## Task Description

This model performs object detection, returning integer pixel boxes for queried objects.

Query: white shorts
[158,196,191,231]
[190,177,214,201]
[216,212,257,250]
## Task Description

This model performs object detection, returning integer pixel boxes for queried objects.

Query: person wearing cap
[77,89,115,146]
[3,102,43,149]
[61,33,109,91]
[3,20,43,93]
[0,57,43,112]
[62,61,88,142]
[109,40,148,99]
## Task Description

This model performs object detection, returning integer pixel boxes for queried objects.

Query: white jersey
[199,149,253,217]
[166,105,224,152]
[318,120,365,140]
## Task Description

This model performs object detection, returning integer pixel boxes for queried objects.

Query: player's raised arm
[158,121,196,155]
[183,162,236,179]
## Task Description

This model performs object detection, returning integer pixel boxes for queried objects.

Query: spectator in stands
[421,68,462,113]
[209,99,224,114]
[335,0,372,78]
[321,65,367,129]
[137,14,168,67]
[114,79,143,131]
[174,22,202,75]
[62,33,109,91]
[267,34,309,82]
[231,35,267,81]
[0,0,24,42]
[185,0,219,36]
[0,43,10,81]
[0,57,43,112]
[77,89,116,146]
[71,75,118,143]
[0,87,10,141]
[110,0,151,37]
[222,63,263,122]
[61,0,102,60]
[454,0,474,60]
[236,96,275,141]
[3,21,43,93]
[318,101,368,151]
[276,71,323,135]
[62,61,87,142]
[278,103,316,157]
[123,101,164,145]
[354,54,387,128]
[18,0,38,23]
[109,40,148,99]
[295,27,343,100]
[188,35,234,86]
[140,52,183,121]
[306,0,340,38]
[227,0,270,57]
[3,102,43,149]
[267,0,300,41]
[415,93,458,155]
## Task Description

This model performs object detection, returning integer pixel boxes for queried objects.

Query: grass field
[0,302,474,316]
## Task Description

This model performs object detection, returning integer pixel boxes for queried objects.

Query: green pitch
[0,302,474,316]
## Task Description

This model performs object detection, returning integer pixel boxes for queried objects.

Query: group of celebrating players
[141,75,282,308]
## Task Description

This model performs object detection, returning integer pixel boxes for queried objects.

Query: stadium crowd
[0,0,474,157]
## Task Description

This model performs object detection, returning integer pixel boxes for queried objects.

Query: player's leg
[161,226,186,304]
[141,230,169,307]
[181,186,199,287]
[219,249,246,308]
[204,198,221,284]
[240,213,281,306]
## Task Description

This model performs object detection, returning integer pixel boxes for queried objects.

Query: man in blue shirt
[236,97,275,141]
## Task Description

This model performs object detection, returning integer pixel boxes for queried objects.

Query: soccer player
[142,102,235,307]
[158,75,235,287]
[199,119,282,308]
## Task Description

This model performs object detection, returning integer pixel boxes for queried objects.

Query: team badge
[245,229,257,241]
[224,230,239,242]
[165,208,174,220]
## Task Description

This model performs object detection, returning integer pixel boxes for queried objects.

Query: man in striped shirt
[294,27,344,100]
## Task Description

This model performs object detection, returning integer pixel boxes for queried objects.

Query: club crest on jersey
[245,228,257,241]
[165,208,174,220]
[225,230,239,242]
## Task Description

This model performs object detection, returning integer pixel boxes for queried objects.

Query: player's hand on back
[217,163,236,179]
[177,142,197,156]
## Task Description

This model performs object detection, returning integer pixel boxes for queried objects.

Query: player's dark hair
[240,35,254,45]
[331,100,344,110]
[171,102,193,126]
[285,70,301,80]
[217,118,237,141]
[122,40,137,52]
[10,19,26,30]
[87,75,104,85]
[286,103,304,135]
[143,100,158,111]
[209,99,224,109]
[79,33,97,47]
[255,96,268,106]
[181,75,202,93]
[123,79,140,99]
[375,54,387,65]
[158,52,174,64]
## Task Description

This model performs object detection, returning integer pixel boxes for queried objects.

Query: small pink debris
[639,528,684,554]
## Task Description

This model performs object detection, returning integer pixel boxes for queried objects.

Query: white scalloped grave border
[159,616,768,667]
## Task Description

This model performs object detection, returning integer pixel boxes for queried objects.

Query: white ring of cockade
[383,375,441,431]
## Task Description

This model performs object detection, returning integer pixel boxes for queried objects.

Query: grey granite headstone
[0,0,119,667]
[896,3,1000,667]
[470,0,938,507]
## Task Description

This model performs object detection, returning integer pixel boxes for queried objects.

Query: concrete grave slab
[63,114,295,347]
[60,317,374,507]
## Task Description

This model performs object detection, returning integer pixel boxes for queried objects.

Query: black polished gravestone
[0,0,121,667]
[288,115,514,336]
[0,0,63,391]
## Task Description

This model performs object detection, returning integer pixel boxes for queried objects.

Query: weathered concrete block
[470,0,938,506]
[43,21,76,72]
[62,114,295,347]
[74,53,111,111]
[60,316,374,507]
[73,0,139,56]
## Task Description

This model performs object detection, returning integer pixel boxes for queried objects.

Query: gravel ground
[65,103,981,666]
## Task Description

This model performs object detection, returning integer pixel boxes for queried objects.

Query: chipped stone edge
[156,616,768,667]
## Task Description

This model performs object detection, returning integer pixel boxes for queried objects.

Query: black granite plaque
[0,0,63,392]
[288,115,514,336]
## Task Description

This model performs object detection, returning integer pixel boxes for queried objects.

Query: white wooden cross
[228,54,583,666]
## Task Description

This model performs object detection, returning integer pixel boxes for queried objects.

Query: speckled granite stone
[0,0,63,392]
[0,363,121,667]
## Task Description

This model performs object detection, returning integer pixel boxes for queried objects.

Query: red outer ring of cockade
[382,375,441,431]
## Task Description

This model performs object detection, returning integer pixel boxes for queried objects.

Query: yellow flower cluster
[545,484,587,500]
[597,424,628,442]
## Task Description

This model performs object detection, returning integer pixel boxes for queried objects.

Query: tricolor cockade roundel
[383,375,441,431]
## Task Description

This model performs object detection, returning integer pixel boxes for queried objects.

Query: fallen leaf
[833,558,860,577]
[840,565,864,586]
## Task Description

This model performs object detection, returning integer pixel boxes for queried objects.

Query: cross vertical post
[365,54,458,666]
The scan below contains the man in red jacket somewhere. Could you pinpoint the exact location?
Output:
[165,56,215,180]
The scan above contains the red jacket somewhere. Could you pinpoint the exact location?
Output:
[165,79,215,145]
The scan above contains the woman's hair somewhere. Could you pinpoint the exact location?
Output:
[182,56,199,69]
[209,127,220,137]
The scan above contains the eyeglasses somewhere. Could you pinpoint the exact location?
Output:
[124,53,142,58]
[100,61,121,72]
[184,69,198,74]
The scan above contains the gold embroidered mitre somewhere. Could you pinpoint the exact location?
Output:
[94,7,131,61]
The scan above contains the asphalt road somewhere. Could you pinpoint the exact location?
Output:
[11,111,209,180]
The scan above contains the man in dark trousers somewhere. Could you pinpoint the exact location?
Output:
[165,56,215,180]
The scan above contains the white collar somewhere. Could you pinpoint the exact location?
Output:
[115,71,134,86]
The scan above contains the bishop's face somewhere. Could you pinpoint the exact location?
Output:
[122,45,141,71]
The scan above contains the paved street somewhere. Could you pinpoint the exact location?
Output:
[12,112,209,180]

________________

*Directive*
Begin at the line that contains "The scan above contains the man" and stop after the line that contains "[122,45,141,71]". Give those lines again, switching "white collar" to "clerical collar" and keeping everything else the same.

*Task result*
The scan above contains the man in dark trousers somewhere. Could you pinpoint the exact location?
Output:
[165,56,215,180]
The scan above contains the clerical collar somewhere. Could you pinpoint the exact location?
Output:
[115,71,134,86]
The scan above contains the bishop's face somewhere. Could you pinpoint the exact location?
Output:
[122,45,141,71]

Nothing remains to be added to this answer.